- Directions -
Render every line of the records below as a numbered list, skipping blank lines and leaving out the pictures.

- Listing -
◇ ◇ ◇ ◇ ◇ ◇ ◇
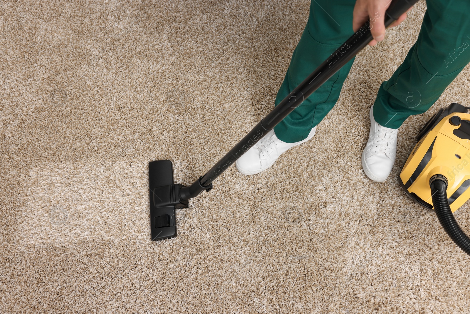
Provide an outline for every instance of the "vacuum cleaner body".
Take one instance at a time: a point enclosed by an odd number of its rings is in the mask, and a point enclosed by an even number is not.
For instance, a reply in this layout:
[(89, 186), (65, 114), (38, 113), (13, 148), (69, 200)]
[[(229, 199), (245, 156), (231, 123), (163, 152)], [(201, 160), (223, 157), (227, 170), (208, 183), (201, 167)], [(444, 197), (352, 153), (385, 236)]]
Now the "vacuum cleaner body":
[(401, 170), (400, 182), (417, 202), (434, 209), (430, 181), (445, 177), (452, 212), (470, 198), (470, 114), (453, 103), (440, 109), (420, 134)]

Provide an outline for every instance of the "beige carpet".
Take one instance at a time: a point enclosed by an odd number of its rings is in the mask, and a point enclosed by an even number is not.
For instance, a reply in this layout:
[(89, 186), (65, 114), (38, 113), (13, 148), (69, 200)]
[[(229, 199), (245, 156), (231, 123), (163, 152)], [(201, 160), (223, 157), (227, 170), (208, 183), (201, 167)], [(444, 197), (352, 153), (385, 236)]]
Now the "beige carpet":
[(423, 1), (359, 55), (313, 140), (230, 168), (150, 241), (148, 163), (189, 184), (266, 114), (309, 4), (0, 4), (0, 313), (470, 312), (469, 257), (396, 179), (433, 112), (469, 105), (470, 68), (405, 122), (386, 182), (361, 166)]

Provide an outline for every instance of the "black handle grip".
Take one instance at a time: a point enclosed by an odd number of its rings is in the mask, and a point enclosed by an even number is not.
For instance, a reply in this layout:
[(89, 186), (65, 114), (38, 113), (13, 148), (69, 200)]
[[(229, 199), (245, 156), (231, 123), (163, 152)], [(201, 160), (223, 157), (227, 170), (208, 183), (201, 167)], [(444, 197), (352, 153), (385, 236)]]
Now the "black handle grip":
[(393, 0), (385, 13), (393, 20), (398, 20), (400, 16), (418, 1), (419, 0)]
[[(392, 0), (384, 16), (385, 26), (390, 25), (418, 1), (419, 0)], [(359, 30), (350, 36), (344, 44), (335, 50), (300, 85), (281, 101), (204, 176), (193, 183), (190, 189), (201, 193), (204, 188), (208, 187), (221, 173), (288, 114), (300, 105), (304, 99), (331, 77), (358, 52), (367, 46), (371, 40), (372, 35), (370, 33), (370, 22), (368, 21)], [(195, 193), (187, 197), (192, 198), (196, 195), (197, 194)]]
◇ ◇ ◇ ◇ ◇ ◇ ◇
- Response to the task -
1. Provide an outline for every instance of the "vacuum cleaner body".
2. Take one instance at a time: a point enclosed by an odd number of its rings is in the mask, and a point enclosed by an even number is not.
3. For instance, a reply in this layout:
4. [(89, 186), (65, 114), (38, 113), (13, 148), (69, 200)]
5. [[(229, 199), (245, 156), (231, 123), (163, 152)], [(201, 160), (223, 157), (227, 170), (208, 183), (201, 167)], [(444, 197), (352, 153), (385, 236)]]
6. Now the "vacuum cleaner body":
7. [(401, 170), (400, 182), (417, 202), (434, 209), (430, 181), (445, 177), (452, 212), (470, 198), (470, 114), (453, 103), (440, 109), (420, 134)]
8. Provide an outline for every instance of the "beige carpet".
9. Take one instance at a time: a point enclosed by an odd number of its rings is in the mask, and a point enclosed by an even number is not.
10. For instance, a reply in this layout:
11. [(89, 186), (65, 114), (38, 113), (13, 148), (69, 200)]
12. [[(229, 199), (245, 156), (231, 123), (163, 152)], [(201, 160), (223, 157), (227, 170), (208, 183), (201, 167)], [(444, 197), (352, 153), (385, 236)]]
13. Now the "beige carpet":
14. [(423, 1), (359, 55), (313, 140), (230, 168), (150, 241), (148, 163), (189, 184), (266, 114), (309, 4), (0, 4), (0, 313), (470, 312), (469, 257), (396, 179), (433, 112), (469, 105), (470, 68), (405, 122), (386, 182), (361, 166)]
15. Provide an outline for every instance of the "black handle grip".
16. Take one instance at a time: a point enclosed by an odd number of its rings is in the mask, and a point enclosed by an even number is not.
17. For instance, a reply in this layout:
18. [(89, 186), (65, 114), (38, 113), (13, 148), (69, 200)]
19. [[(229, 199), (245, 156), (231, 123), (163, 152)], [(201, 160), (223, 157), (227, 170), (208, 183), (201, 167)], [(444, 197), (352, 153), (385, 236)]]
20. Now the "black handle grip":
21. [(393, 0), (385, 13), (393, 20), (398, 20), (400, 16), (418, 1), (419, 0)]
22. [[(392, 0), (384, 16), (385, 26), (390, 25), (418, 1), (419, 0)], [(359, 30), (350, 36), (344, 44), (335, 50), (300, 85), (281, 101), (204, 176), (193, 183), (190, 189), (201, 193), (204, 188), (208, 187), (221, 173), (288, 114), (300, 105), (304, 99), (331, 77), (358, 52), (367, 46), (371, 40), (372, 35), (370, 33), (370, 22), (368, 21)], [(195, 193), (187, 197), (192, 198), (196, 195), (197, 194)]]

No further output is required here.